[Saved entries]

● ● ● ● ● ● ●

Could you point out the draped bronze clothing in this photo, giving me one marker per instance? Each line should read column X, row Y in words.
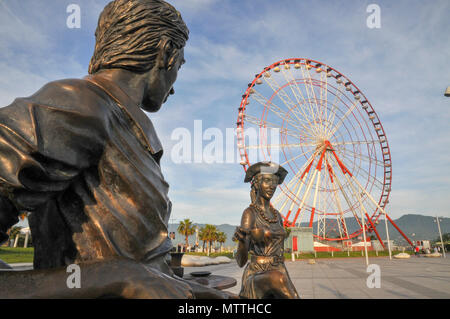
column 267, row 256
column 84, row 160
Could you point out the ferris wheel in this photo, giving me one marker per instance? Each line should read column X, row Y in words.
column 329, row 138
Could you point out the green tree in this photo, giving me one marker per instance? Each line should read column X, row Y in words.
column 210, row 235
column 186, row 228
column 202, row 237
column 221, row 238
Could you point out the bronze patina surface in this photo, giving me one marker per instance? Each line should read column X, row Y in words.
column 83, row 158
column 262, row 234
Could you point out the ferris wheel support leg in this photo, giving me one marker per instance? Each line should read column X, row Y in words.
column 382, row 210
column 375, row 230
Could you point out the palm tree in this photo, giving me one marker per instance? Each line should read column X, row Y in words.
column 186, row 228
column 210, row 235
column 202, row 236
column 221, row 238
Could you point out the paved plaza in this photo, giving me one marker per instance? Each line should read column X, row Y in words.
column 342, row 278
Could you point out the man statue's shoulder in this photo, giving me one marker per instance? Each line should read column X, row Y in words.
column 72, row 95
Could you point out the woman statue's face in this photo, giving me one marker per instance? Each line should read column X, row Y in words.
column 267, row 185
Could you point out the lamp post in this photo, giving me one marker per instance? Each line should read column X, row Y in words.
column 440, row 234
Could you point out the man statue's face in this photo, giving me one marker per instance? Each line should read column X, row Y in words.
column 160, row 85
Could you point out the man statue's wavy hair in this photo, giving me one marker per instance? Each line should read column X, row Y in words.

● ● ● ● ● ● ●

* What you are asked to do: Copy the entries word for word, starting at the top and going up to and including the line with "column 72, row 95". Skip the pictures.

* Response:
Could you point out the draped bronze clothing in this photo, giving me one marker per instance? Each line should read column X, row Y in words.
column 267, row 256
column 84, row 160
Could you point out the ferris wheel in this photo, giving me one marker per instance? Each line should read column X, row Y in words.
column 329, row 138
Could you point out the green tree in this photo, giving me one marker per instance? Each line should read column X, row Y in words.
column 210, row 235
column 186, row 228
column 202, row 237
column 221, row 238
Could you point out the bronze patina surface in this photo, giving me one marker per instance? Each line should read column X, row Y in words.
column 83, row 158
column 262, row 234
Could you point out the ferris wheel support leg in this photo, giving me one marker per instance? Each line should read column X, row Y in words.
column 382, row 210
column 375, row 230
Could you point out the palm tree in this photo, giving me one marker per instance? Each line should read column X, row Y in words.
column 186, row 228
column 210, row 235
column 202, row 236
column 221, row 238
Could you point out the paved plaza in this photo, giving me one marker per instance? Each line should read column X, row Y in words.
column 342, row 278
Could you point out the man statue's shoulder in this photo, giving me one marker per instance? Each line should read column X, row Y in words.
column 72, row 95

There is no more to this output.